## Set task 1
Answer these questions using the theater review below:
(a) Through what date is the production presented?
(b) Where was Tod Randolph training when she first saw students rehearse a scene from the play?
(c) Which actor plays the role of Dad?
## Set task 2
Pick up the theater review below where its last sentence ends, and add a few more paragraphs in the same voice.

## Selected text
•••••
Like many devotees of Shakespeare & Company, I’ve long been an admirer of Tod Randolph, who over the last thirteen years in the Berkshires has given indelible and exceptionally intelligent performances of such Shakespearean roles as Desdemona and Portia.
Miriam Hyman (Donna) and John Douglas Thompson (Dad) in “The Dreamer Examines his Pillow” at Shakespeare & Company.
The Dreamer Examines his Pillow by John Patrick Shanley. Directed by Tod Randolph. Presented by Shakespeare & Company at Lenox, Massachusetts, through September 6.
Randolph has also probed a variety of real-life women characters such as Virginia Woolf, Edith Wharton, and Melanie Klein. “The Dreamer Examines his Pillow,” however, marks her debut as a director. I was curious to see whose work she was drawn to, whom she would cast, and how she would perform in her new role. I came away elated.
Tod Randolph first saw students rehearse a scene from “Dreamer” 23 years ago while training at Juilliard and had a wish to direct it that never left her mind. “How many layers of illusions can collect in the mind?” she asks in her director’s notes. “What does it take for us to wake up? And, by the way, will men and women ever be able to understand each other?”
•••••
## Extracted data

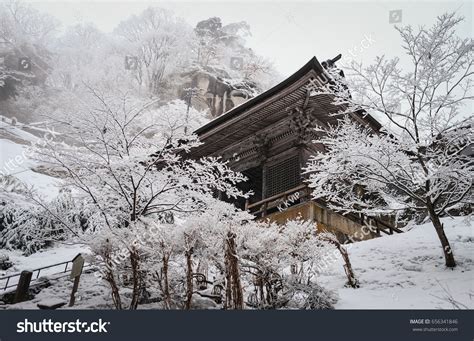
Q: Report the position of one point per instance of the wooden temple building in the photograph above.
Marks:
(270, 137)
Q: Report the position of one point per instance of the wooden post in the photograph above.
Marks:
(23, 286)
(74, 290)
(76, 271)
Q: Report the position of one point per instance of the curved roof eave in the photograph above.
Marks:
(312, 64)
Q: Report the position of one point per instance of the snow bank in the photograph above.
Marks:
(406, 271)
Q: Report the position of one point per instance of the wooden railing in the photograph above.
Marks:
(261, 207)
(9, 283)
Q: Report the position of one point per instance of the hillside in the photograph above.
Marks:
(403, 271)
(16, 163)
(406, 271)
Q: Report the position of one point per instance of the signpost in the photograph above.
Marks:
(76, 271)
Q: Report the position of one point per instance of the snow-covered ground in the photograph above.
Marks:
(406, 271)
(402, 271)
(15, 161)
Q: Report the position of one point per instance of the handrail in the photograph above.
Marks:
(6, 286)
(277, 196)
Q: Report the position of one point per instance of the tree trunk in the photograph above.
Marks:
(110, 278)
(234, 292)
(189, 279)
(448, 252)
(166, 287)
(351, 279)
(135, 263)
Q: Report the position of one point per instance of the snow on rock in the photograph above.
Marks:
(406, 271)
(15, 161)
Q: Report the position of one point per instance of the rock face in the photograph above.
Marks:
(214, 90)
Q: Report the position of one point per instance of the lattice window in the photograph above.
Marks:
(283, 176)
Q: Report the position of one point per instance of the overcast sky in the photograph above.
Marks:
(289, 34)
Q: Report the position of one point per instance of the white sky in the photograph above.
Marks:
(289, 34)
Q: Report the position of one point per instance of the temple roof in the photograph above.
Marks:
(267, 110)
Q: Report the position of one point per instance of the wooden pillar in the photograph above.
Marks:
(23, 286)
(264, 181)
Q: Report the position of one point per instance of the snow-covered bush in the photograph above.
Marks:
(282, 262)
(128, 164)
(420, 162)
(31, 227)
(5, 262)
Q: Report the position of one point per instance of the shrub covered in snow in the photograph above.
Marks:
(32, 227)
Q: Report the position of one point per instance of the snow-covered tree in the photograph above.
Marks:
(161, 42)
(130, 167)
(419, 165)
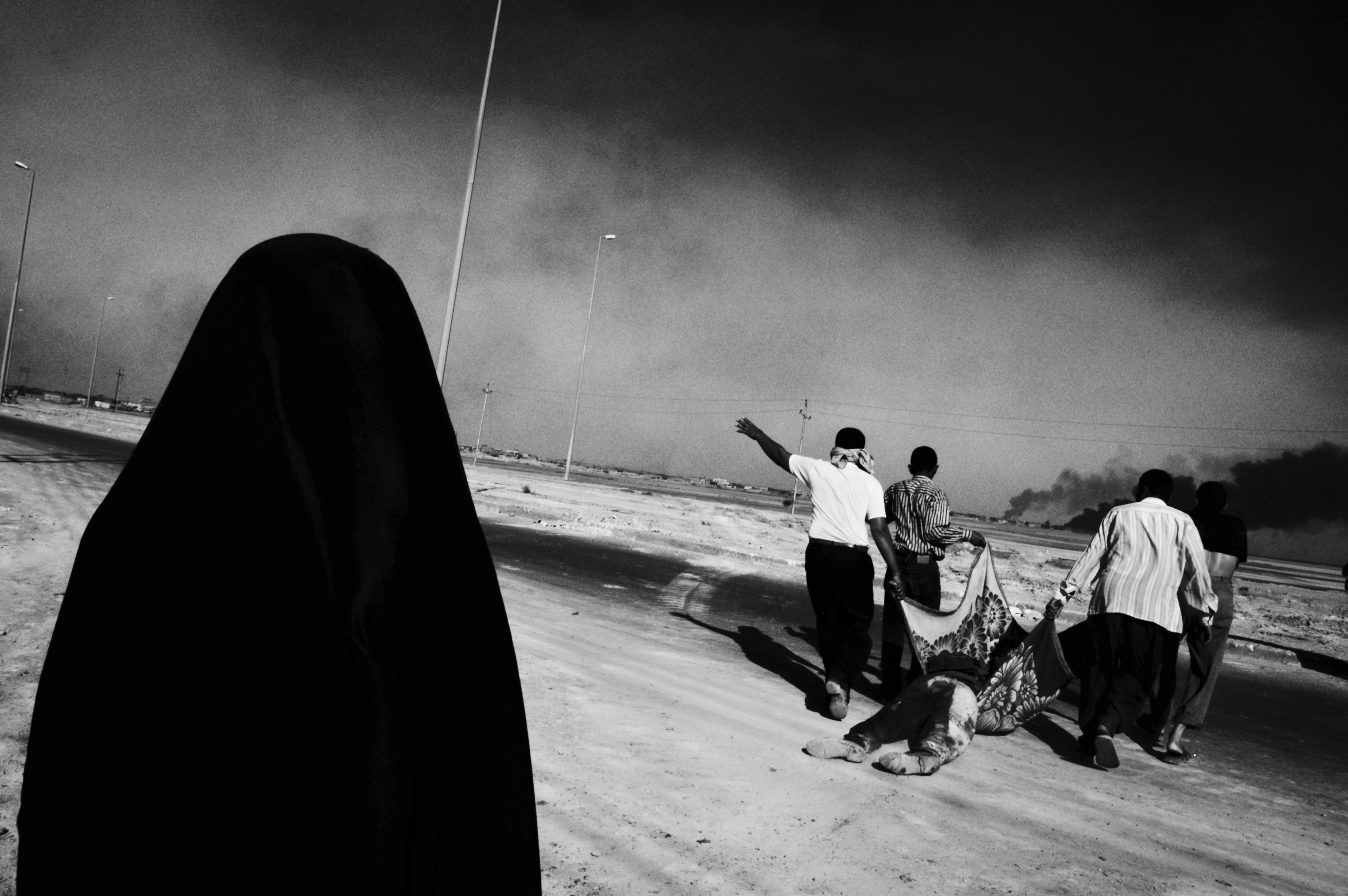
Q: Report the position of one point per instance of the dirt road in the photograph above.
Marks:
(666, 729)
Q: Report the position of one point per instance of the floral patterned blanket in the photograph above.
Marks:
(1026, 670)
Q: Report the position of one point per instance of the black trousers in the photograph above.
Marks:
(842, 583)
(1164, 690)
(921, 584)
(1126, 659)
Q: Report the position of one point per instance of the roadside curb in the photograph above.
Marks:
(1289, 655)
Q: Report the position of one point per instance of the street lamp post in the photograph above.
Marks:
(796, 487)
(116, 391)
(580, 378)
(95, 363)
(480, 421)
(14, 300)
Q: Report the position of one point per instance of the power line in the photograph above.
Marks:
(1059, 438)
(1034, 419)
(511, 390)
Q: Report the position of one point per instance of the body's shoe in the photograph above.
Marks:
(1106, 755)
(838, 700)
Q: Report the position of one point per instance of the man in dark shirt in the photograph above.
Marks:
(1225, 544)
(923, 530)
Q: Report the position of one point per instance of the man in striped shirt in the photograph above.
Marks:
(1144, 568)
(921, 517)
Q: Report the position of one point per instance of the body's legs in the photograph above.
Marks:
(947, 732)
(1204, 665)
(936, 716)
(842, 585)
(1126, 661)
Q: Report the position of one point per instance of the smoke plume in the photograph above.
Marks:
(1293, 490)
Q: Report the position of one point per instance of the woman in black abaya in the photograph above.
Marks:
(284, 622)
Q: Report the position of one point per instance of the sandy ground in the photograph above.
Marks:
(45, 504)
(666, 762)
(765, 535)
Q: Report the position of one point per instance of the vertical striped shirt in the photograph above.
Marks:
(1144, 560)
(921, 517)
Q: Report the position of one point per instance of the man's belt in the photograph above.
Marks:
(828, 544)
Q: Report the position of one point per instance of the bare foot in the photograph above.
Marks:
(835, 748)
(910, 763)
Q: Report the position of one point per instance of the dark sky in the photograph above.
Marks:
(1102, 220)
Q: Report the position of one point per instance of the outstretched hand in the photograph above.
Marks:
(746, 428)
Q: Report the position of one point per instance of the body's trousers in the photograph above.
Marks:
(1126, 659)
(842, 585)
(936, 716)
(1206, 659)
(923, 584)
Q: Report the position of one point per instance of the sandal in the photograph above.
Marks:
(1177, 759)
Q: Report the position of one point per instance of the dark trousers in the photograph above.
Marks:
(1126, 658)
(1164, 692)
(1206, 659)
(842, 583)
(921, 584)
•••••
## Task result 1
(a) September 6
(b) At Juilliard
(c) John Douglas Thompson

## Task result 2
Such questions permeate the plays of Bronx-born, Irish-American John Patrick Shanley (born 1950) who first garnered national critical attention in 1988 with “Moonstruck,” that satirized romantic love in the Italian-American community. His meditation on clerical sexual abuse — “Doubt” — was a Broadway hit in 2004 and then a Hollywood film with Meryl Streep and Philip Seymour Hoffman.
“Dreamer” (1986) preceded both. It is his fourth play: young, fresh, angry, funny, bearing what read as autobiographical hallmarks of a playwright baffled by life, family, love and self-knowledge. Although the cadences of Shanley’s expletive-laden, poetic language echo those of his working-class Irish-American milieu, the preoccupations of “Dreamer” are universal and the play translates easily to other ethnic groups. Randolph has cast it black.
The three characters in the three-part “Dreamer” are prototypes in a drama many of us have either experienced or heard about: Donna is an unhappy, enraged young woman in love with Tommy; Tommy is her confused and depressed Ex who thinks he has lost his soul after leaving her and hitting on many other women, including Donna’s younger sister; Dad is a sometime painter and estranged father to both daughters, to whom Donna finally turns for an explanation of sex, love and life.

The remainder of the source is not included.